## Aim
Substitute "black stork" for "white stork" in the lines running from the start of the entries through the line containing "[[494, 9, 667, 374], [135, 0, 413, 375]]", inclusive. Return those lines with nothing else changed.

* Begin Data for this exercise *

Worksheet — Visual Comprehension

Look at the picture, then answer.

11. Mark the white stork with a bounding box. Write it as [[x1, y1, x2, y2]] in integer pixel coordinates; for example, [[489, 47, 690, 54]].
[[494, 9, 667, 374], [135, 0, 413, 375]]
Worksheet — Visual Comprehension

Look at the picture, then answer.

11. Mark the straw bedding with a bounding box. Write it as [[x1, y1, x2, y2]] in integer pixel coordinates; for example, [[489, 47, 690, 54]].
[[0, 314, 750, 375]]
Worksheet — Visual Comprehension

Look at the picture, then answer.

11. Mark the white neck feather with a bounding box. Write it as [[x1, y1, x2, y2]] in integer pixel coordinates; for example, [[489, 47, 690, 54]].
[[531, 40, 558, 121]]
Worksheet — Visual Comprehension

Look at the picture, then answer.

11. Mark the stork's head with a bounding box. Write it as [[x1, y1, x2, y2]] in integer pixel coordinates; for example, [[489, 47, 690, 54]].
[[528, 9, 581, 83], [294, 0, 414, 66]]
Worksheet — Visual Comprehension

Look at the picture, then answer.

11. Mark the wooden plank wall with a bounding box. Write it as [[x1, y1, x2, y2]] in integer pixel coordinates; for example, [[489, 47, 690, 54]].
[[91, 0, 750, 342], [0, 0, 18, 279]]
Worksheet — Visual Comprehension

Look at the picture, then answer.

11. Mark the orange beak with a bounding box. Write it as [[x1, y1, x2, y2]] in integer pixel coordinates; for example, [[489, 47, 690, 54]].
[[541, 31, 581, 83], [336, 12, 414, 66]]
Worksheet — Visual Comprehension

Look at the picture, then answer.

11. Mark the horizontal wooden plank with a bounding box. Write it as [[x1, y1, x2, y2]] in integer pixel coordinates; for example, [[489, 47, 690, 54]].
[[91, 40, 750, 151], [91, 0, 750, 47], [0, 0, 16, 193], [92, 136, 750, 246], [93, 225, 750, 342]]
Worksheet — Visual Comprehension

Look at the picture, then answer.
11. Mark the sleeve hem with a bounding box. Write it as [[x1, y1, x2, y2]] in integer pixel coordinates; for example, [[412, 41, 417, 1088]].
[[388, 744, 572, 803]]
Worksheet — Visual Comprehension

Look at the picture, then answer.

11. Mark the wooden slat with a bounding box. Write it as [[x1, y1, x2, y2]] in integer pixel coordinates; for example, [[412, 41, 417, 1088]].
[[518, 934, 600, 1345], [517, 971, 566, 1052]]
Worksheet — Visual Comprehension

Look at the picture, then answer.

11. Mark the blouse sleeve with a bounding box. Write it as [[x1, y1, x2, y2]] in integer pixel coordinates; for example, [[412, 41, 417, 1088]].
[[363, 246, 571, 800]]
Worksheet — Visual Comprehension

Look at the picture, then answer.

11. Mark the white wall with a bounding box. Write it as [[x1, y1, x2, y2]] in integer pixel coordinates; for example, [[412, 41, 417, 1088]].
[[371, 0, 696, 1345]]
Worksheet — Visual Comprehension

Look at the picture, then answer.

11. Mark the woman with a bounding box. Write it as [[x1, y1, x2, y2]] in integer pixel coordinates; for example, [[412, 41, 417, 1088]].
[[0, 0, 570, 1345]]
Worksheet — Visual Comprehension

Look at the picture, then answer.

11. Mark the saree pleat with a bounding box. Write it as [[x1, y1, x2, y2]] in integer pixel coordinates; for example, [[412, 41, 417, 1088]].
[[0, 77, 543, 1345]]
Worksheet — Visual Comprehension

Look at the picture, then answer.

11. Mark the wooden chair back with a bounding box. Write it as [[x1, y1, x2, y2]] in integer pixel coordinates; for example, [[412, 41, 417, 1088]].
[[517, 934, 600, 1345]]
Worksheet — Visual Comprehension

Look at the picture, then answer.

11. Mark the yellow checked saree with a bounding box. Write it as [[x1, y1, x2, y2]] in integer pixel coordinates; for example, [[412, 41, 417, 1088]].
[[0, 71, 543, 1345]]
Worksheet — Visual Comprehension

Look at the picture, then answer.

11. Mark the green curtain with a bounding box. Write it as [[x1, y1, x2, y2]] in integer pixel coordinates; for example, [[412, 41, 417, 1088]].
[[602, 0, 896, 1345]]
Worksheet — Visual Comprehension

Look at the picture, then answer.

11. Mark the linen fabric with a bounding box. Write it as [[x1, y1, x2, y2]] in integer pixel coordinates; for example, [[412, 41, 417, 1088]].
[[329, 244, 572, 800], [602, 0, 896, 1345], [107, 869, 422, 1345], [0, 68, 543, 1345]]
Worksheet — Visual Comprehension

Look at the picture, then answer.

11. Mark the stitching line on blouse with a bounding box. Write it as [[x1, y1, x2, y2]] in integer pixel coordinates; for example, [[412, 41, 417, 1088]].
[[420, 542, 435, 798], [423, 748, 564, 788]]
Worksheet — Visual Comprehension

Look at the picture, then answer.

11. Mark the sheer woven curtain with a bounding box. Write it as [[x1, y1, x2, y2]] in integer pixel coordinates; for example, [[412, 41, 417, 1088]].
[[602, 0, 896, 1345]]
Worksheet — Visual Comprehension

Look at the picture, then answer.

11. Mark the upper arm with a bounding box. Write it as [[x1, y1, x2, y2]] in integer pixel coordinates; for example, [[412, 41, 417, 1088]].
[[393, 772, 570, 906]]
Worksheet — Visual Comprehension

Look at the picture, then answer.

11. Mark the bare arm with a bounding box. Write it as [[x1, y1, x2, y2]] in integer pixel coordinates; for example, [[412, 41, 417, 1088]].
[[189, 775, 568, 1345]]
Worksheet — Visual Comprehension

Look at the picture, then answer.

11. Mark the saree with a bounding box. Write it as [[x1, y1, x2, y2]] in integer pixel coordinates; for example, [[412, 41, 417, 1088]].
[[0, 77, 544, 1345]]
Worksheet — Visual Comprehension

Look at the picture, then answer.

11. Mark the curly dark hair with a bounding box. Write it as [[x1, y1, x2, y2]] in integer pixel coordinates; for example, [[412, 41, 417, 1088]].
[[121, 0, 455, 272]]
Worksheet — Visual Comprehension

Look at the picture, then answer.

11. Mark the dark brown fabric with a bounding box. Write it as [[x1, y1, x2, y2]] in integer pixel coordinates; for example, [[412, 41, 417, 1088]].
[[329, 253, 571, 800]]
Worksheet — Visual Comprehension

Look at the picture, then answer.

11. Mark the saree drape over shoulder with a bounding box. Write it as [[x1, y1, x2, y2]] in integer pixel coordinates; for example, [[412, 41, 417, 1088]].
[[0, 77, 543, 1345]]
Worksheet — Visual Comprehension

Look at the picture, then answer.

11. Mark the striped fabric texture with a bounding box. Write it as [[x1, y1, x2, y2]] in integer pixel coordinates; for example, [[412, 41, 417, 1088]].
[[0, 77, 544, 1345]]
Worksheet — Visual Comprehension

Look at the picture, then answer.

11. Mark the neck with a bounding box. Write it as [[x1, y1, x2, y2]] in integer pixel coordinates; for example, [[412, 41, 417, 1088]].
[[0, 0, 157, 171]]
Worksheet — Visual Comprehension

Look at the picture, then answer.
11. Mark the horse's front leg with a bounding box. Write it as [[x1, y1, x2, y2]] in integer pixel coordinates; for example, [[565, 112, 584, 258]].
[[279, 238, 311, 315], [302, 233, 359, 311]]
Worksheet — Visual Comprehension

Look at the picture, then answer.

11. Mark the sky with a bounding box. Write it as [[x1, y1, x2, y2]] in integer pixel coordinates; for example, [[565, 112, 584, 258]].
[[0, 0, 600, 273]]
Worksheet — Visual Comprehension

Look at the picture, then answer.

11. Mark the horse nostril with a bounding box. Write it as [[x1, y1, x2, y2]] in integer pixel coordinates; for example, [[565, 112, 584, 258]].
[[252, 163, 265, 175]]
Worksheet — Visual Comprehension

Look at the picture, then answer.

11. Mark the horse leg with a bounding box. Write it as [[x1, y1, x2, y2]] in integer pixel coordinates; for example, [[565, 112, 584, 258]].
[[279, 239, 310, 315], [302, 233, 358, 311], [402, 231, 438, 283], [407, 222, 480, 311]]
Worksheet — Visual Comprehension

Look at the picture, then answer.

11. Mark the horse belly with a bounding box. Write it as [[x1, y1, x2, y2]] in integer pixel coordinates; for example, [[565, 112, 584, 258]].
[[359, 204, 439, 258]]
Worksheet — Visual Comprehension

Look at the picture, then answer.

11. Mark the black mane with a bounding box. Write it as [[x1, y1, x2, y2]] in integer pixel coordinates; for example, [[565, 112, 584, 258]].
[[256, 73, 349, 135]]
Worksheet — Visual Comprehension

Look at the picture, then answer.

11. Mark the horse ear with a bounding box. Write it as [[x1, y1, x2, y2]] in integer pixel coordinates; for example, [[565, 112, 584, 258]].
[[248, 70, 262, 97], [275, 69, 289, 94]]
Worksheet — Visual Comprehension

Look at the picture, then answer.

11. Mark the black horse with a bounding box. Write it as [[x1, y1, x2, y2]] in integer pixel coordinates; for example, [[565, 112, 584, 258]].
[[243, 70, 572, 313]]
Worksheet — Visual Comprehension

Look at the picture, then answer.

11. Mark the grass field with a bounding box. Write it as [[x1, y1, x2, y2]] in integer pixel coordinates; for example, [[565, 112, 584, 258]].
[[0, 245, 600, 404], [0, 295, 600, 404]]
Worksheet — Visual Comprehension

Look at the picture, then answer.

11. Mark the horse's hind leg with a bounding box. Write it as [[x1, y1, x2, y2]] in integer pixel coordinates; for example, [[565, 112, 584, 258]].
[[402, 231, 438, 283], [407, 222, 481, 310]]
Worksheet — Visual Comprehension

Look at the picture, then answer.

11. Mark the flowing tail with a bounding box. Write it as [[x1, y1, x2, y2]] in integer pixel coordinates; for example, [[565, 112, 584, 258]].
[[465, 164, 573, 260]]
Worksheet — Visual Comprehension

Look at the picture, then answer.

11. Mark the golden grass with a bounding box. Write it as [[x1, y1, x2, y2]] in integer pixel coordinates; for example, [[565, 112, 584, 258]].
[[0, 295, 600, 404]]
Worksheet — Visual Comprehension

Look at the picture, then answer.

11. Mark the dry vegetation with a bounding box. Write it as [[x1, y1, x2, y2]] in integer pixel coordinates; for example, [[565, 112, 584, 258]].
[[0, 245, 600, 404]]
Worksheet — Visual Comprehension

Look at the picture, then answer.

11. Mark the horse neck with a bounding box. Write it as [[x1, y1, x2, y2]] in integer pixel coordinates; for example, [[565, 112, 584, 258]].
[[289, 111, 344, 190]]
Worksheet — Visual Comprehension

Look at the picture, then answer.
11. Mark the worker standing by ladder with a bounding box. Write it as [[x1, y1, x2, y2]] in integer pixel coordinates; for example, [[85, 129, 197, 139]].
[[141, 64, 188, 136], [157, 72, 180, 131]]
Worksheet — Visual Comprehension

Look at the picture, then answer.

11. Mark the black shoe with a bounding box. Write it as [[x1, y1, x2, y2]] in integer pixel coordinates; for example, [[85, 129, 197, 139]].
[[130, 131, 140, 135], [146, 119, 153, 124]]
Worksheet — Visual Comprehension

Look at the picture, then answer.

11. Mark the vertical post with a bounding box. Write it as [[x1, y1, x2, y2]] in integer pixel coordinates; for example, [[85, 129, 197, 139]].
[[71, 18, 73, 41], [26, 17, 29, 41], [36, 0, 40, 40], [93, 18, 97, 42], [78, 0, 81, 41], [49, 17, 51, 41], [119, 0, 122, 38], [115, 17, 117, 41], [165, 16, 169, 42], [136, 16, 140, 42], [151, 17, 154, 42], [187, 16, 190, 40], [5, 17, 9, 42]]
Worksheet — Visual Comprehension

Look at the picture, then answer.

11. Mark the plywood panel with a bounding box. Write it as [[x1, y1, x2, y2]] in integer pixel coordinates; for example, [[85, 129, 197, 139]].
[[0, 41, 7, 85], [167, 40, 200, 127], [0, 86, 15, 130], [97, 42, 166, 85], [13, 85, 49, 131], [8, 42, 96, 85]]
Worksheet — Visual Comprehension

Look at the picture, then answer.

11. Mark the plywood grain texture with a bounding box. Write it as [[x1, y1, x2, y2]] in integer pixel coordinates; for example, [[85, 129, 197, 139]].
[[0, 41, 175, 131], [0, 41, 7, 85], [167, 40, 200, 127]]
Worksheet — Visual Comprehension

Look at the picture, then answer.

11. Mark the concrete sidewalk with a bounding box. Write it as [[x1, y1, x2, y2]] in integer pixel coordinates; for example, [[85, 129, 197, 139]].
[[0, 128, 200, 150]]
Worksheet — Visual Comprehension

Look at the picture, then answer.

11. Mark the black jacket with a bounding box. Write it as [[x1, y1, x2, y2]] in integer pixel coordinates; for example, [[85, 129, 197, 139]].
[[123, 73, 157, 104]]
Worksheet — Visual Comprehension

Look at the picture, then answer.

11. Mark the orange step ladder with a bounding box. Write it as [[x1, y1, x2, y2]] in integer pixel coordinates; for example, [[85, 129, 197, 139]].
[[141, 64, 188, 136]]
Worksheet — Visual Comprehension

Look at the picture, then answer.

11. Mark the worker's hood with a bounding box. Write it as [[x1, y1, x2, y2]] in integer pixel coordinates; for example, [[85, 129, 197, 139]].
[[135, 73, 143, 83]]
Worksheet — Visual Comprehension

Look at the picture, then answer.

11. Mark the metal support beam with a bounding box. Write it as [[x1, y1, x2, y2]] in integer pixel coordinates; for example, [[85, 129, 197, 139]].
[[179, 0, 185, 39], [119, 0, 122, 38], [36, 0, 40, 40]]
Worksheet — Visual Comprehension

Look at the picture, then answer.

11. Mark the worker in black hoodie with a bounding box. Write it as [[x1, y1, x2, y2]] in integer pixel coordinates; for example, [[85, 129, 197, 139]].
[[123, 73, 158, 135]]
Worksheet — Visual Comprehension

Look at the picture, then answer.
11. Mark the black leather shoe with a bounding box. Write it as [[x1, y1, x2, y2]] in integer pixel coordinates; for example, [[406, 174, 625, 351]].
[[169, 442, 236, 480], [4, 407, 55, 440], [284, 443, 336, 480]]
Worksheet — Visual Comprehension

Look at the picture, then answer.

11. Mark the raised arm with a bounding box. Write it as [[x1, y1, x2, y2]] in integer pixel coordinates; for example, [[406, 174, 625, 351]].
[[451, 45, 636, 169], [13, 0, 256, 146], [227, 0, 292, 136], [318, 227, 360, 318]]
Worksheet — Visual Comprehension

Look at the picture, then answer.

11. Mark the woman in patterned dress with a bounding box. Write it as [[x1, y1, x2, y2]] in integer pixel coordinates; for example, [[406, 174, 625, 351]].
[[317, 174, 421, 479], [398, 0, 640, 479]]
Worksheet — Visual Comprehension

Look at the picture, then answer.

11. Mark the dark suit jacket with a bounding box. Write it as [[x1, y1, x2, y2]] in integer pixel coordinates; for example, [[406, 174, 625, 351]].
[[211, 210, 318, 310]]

* End Data for this exercise *

## Correct response
Worksheet — Visual Comprehension

Look at the picture, then answer.

11. Mark the black stork with a bounding box. Write it as [[x1, y1, x2, y2]] in integer pixel coordinates; for example, [[489, 47, 690, 54]].
[[494, 9, 667, 374], [135, 0, 413, 375]]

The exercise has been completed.